## Exercise prompt:
Copy the lines in the records below word for word, starting at the line that contains "# trace the outline of every instance of the hen's red" and ending at the line that contains "128 12 L 128", with both of those lines included.

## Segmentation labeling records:
********

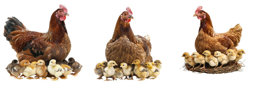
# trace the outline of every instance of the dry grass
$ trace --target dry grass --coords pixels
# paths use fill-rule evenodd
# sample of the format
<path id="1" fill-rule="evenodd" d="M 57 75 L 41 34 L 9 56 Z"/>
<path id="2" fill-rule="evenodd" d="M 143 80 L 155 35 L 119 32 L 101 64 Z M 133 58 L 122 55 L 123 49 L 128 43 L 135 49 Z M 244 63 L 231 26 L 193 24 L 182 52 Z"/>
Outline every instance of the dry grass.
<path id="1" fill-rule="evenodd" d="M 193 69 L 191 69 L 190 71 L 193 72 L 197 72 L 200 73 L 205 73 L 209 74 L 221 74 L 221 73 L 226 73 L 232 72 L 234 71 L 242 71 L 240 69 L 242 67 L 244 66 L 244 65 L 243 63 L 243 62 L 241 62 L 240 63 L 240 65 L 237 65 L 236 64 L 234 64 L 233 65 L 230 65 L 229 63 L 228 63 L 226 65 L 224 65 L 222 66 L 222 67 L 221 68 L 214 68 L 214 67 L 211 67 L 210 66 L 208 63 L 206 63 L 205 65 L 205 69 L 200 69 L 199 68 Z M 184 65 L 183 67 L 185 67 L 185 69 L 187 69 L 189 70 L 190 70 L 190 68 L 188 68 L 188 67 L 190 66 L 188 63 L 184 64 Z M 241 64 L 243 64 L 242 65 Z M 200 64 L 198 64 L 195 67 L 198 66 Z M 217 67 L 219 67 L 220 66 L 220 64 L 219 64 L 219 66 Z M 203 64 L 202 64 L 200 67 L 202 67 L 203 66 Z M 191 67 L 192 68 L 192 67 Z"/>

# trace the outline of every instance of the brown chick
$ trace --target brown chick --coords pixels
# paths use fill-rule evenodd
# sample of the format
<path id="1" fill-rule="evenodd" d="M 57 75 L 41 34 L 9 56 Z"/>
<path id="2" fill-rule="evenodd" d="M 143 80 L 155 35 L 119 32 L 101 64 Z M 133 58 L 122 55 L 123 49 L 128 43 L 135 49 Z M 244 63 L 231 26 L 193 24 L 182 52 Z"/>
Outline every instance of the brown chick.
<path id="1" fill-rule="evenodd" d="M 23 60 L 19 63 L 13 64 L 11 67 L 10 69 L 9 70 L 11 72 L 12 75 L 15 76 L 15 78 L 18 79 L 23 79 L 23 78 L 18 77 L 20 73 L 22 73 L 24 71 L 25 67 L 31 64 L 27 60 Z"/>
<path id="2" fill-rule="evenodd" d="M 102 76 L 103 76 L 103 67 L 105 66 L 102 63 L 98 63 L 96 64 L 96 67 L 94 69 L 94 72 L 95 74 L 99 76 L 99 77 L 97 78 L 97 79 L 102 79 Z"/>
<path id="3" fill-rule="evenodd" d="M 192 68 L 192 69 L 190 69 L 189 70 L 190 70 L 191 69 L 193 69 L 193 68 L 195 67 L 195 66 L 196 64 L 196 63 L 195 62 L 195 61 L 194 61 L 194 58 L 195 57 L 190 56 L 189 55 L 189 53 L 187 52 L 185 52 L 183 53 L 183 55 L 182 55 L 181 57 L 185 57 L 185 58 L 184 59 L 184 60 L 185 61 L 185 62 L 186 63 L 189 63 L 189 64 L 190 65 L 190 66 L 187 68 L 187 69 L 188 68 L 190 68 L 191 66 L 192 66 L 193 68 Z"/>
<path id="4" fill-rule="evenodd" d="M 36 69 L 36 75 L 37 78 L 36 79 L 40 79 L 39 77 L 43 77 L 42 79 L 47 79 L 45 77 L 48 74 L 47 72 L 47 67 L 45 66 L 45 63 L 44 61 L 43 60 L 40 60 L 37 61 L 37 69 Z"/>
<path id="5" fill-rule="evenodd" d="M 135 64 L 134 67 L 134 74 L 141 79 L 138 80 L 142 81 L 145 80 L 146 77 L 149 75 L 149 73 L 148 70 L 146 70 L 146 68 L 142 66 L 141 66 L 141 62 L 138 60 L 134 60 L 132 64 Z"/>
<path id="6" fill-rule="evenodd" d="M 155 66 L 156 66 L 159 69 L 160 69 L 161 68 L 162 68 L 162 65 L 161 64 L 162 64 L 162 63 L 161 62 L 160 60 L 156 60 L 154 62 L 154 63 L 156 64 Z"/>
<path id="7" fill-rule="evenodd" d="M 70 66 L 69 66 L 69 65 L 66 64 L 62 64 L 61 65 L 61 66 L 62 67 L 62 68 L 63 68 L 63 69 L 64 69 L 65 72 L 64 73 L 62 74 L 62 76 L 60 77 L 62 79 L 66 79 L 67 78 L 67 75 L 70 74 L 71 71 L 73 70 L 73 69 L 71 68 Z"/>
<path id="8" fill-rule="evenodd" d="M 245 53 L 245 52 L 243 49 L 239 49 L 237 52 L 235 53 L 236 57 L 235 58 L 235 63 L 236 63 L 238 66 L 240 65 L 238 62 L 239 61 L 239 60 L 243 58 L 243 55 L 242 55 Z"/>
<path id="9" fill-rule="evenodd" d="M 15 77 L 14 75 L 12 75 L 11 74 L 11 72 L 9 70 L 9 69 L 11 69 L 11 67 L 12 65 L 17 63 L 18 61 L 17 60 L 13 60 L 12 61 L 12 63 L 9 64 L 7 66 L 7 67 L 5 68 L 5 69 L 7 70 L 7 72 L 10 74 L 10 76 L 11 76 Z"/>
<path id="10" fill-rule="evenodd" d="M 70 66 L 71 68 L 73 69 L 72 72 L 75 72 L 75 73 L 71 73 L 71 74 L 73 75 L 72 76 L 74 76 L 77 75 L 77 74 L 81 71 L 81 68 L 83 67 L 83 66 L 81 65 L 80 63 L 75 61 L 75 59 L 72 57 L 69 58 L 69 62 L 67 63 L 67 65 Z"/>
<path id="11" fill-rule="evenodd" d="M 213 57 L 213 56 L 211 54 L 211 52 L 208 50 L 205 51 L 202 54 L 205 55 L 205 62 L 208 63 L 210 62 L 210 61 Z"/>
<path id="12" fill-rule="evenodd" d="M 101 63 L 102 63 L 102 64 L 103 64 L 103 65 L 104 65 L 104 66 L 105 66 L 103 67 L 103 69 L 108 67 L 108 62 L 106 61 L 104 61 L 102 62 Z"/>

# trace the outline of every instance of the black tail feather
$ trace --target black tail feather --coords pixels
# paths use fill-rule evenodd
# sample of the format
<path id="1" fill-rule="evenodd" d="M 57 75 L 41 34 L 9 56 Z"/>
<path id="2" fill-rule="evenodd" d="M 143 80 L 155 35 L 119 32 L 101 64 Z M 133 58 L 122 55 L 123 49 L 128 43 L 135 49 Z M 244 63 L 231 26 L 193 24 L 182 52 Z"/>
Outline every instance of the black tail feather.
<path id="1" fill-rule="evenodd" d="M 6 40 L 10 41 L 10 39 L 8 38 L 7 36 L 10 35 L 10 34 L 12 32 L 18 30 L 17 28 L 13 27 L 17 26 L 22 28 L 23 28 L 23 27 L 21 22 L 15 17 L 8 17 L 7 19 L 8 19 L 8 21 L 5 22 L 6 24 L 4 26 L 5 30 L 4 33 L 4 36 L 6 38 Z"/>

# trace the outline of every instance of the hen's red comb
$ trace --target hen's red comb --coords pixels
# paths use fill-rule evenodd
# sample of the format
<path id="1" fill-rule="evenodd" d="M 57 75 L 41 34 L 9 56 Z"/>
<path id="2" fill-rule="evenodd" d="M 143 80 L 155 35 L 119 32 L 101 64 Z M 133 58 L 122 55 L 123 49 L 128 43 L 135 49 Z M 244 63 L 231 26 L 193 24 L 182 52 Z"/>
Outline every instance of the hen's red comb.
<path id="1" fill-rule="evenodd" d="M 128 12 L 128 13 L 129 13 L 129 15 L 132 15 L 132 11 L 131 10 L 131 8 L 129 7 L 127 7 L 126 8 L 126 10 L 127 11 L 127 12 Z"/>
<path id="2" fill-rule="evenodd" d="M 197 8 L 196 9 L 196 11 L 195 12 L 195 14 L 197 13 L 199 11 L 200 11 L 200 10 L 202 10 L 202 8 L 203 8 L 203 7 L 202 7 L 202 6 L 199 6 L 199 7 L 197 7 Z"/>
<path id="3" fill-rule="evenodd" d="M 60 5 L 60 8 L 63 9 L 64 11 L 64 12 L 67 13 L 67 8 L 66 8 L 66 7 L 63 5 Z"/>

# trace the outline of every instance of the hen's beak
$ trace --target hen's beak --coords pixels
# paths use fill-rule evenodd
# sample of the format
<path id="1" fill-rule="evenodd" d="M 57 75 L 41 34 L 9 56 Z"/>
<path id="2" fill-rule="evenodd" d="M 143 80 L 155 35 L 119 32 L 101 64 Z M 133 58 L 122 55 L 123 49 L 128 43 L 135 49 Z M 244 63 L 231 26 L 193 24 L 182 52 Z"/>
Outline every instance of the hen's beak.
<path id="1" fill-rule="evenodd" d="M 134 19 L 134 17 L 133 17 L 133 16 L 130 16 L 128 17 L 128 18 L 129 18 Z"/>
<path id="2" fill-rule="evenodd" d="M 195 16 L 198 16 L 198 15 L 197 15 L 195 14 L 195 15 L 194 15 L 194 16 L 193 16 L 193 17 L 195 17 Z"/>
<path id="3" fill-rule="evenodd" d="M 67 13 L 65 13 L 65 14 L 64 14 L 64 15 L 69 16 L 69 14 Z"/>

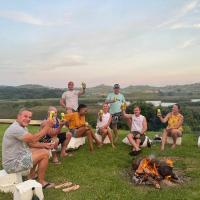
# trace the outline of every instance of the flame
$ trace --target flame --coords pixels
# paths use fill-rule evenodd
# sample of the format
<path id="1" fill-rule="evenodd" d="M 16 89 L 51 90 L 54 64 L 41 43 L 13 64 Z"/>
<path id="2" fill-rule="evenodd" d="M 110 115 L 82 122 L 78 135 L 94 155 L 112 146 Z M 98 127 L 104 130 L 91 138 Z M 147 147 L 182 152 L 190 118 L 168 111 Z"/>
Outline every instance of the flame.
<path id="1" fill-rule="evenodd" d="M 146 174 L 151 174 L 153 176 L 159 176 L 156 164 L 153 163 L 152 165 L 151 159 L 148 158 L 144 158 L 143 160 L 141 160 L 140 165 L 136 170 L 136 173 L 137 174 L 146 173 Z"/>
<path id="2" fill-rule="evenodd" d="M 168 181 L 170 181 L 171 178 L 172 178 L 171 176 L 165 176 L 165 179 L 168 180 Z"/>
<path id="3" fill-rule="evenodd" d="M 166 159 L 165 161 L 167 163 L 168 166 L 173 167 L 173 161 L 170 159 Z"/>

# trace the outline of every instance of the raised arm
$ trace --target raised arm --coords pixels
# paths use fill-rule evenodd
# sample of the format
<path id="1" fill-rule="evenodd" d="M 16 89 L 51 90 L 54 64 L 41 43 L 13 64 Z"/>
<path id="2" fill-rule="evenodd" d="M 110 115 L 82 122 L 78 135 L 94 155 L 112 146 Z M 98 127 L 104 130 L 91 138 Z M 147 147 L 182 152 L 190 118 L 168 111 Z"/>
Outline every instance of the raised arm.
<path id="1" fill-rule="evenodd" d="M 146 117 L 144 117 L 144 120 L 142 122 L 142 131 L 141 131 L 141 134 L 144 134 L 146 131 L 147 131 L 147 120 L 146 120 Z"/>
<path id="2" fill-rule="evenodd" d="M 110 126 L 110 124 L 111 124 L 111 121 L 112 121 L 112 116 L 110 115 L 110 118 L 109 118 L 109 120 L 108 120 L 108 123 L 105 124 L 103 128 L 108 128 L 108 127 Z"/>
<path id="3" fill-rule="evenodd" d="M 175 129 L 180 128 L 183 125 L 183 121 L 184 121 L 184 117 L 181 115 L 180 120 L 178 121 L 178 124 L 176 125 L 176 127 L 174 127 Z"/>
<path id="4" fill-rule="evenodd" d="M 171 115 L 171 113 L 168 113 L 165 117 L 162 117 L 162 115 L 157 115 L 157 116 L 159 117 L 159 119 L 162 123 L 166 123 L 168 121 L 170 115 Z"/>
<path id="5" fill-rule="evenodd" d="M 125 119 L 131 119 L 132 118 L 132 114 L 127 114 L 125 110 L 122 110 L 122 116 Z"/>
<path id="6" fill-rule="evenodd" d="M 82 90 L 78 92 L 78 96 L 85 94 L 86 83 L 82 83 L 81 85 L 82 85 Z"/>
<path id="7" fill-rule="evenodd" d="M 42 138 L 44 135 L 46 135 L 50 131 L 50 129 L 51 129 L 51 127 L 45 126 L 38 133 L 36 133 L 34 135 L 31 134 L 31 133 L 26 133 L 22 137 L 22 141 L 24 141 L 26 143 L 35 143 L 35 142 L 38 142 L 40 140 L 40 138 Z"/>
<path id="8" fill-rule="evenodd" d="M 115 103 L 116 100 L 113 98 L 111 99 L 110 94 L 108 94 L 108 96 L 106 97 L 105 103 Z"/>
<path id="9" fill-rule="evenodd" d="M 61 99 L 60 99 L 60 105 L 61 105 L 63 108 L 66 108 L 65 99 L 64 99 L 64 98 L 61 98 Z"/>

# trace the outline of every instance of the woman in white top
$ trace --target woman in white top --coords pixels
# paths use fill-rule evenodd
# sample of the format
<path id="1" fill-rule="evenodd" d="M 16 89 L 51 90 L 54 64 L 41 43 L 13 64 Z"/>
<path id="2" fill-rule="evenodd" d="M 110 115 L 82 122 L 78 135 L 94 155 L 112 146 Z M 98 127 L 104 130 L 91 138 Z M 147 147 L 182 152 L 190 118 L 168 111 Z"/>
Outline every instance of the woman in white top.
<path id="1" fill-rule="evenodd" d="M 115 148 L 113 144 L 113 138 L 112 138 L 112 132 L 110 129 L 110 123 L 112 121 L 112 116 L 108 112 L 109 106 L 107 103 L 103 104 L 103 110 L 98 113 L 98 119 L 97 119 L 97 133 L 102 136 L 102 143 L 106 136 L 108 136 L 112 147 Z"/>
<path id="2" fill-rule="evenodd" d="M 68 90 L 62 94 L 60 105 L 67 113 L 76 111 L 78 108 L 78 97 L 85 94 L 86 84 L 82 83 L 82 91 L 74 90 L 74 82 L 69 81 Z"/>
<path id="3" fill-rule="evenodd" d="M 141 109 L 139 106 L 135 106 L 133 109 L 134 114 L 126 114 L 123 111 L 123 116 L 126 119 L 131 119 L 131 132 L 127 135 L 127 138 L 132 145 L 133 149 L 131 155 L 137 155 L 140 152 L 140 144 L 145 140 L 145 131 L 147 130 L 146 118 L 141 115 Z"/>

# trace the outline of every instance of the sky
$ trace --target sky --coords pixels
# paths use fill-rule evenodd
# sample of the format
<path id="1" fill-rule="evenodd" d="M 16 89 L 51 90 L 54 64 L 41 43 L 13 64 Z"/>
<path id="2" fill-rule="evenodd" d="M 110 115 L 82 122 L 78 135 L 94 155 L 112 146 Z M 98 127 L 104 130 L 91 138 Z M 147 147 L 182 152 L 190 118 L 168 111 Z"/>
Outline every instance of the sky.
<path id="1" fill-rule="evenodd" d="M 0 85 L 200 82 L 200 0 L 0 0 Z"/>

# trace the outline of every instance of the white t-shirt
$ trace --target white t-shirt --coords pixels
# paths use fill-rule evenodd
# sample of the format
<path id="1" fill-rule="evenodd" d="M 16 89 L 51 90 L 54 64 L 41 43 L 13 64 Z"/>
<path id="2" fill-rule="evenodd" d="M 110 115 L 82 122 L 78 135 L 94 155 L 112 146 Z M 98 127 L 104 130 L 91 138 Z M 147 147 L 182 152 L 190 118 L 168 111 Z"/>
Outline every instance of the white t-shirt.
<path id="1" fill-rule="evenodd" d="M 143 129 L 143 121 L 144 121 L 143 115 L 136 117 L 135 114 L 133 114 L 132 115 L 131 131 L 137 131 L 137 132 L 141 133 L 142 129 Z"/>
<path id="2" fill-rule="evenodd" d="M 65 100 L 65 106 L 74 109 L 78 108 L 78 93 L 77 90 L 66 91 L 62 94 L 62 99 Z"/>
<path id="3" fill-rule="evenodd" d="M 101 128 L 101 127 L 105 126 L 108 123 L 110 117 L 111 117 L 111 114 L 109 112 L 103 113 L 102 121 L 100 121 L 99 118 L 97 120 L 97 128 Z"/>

********

## Result:
# trace the outline of every instance of the hen's red comb
$ trace --target hen's red comb --coords pixels
# paths use fill-rule evenodd
# sample of the format
<path id="1" fill-rule="evenodd" d="M 57 75 L 41 34 L 9 56 Z"/>
<path id="2" fill-rule="evenodd" d="M 143 80 L 155 35 L 119 32 L 101 64 Z M 133 58 L 122 55 L 123 49 L 128 43 L 135 49 Z M 244 63 L 231 26 L 193 24 L 182 52 Z"/>
Outline every instance of the hen's red comb.
<path id="1" fill-rule="evenodd" d="M 128 12 L 128 13 L 129 13 L 129 15 L 132 15 L 132 11 L 131 10 L 131 8 L 129 7 L 127 7 L 126 8 L 126 10 L 127 11 L 127 12 Z"/>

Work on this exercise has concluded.